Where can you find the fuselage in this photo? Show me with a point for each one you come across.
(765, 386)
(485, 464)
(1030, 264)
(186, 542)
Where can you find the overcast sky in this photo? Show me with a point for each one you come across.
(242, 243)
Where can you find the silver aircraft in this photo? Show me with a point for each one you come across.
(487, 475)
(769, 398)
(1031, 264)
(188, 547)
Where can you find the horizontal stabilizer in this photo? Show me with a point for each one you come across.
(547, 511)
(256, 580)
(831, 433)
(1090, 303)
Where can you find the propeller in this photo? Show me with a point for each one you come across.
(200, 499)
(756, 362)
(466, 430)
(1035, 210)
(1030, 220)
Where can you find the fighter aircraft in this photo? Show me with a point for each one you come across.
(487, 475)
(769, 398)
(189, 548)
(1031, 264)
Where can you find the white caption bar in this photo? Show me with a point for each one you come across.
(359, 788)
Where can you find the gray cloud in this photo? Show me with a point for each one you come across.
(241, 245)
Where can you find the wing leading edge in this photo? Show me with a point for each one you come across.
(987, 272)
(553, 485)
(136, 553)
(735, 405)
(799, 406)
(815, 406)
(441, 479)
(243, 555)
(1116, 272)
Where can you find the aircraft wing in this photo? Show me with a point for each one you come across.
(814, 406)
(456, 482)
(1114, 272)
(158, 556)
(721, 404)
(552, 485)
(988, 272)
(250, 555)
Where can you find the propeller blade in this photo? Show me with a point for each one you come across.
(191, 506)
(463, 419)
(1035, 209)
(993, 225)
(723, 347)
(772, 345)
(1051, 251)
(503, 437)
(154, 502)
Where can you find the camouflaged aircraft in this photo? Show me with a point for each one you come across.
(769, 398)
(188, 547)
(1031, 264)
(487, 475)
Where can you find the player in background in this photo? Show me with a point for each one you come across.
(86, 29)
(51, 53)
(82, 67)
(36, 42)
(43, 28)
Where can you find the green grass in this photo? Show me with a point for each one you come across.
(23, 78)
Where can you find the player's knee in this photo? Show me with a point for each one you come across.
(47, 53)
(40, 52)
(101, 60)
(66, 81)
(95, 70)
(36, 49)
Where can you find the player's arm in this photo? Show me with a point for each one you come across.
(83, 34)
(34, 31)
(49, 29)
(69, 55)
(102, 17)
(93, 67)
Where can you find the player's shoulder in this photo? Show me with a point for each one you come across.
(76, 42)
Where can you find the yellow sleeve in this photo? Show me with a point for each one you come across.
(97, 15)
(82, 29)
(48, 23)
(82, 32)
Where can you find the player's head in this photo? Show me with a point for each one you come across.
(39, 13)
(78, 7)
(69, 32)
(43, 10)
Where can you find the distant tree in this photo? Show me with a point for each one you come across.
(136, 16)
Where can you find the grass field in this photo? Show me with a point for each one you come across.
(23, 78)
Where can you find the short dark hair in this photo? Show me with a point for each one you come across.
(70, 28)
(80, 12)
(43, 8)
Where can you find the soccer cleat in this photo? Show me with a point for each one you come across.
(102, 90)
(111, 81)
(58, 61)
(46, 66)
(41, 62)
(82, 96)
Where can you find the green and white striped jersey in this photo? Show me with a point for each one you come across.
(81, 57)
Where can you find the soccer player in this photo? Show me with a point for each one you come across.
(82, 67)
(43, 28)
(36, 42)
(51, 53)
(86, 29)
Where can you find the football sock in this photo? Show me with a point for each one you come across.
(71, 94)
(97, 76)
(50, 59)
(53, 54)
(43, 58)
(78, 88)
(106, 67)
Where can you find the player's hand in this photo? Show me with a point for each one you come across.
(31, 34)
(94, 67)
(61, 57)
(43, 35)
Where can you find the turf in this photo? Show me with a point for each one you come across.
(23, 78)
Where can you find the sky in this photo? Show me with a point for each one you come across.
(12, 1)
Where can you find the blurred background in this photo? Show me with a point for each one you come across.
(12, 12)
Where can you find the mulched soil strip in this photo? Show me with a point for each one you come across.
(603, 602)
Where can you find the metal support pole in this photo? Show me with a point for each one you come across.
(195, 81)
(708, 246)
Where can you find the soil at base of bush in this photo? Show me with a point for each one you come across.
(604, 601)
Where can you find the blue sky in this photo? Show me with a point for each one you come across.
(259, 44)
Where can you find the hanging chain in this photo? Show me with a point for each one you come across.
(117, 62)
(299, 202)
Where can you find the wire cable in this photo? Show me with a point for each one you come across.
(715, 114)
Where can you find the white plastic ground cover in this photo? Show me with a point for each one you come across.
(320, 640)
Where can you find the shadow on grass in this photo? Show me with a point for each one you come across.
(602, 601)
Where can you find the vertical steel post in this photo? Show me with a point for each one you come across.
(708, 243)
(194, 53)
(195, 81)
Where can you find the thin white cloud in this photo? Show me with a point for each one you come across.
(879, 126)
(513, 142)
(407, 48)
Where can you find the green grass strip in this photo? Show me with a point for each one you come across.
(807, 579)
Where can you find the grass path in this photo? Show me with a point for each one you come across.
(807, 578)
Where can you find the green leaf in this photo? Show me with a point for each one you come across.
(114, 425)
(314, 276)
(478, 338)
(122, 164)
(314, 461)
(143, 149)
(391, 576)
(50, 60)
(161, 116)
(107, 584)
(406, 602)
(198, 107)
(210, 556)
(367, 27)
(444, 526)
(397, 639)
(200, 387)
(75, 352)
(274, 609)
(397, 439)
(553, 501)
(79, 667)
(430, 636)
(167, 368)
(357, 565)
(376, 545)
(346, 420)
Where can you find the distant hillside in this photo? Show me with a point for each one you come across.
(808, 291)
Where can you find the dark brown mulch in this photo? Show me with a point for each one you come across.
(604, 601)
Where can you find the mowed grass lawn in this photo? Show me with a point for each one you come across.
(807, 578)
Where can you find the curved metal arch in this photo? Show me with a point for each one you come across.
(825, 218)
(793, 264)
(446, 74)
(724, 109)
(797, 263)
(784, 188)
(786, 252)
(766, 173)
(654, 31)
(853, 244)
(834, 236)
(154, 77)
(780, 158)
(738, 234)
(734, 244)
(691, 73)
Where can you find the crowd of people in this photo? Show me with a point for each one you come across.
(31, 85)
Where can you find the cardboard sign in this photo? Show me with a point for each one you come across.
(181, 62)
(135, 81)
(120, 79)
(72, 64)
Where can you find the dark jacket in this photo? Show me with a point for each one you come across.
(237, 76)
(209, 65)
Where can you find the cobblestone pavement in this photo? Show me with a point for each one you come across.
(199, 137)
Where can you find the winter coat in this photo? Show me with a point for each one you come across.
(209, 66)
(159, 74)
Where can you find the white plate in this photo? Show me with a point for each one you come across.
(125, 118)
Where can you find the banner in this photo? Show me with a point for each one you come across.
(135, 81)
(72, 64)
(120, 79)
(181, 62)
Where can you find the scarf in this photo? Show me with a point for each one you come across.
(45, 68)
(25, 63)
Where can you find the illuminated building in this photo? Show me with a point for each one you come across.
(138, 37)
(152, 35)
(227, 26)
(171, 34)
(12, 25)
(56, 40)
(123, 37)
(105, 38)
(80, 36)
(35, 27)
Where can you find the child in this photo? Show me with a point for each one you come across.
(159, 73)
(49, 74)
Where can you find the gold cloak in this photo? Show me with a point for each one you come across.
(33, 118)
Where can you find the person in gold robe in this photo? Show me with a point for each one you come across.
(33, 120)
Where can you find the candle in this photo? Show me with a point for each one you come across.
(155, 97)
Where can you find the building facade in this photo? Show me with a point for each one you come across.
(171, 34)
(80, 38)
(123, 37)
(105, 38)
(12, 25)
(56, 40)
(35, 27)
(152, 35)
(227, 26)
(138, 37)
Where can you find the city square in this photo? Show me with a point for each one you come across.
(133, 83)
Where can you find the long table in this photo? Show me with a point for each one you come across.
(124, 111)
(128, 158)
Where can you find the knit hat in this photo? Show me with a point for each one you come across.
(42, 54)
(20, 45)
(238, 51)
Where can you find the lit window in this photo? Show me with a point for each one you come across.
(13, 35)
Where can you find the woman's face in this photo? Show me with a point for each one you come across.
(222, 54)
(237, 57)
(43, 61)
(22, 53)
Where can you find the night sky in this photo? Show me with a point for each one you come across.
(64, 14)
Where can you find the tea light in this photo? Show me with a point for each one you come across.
------------------------------------------------------------------------
● **What to do**: Starting at the line that contains "Where can you find the knit" and ending at the end of the listing, write those lines out again with "knit hat" swapped for "wool cap" and nothing else changed.

● **Solution to the problem**:
Where can you find the wool cap in this photo? Show me with a point for each one you come across.
(42, 54)
(20, 45)
(238, 51)
Where can you find the lit window in this photo? Show me with a point for each one you come across.
(13, 35)
Where can you find the woman's face in this photo? Show me with a point for each one you come across.
(222, 54)
(237, 57)
(43, 61)
(22, 53)
Where can you find the night sky in this photo? Show me with a point for each one you come across.
(64, 14)
Where can you find the tea light in this photo? Show me with a point for each one you come across.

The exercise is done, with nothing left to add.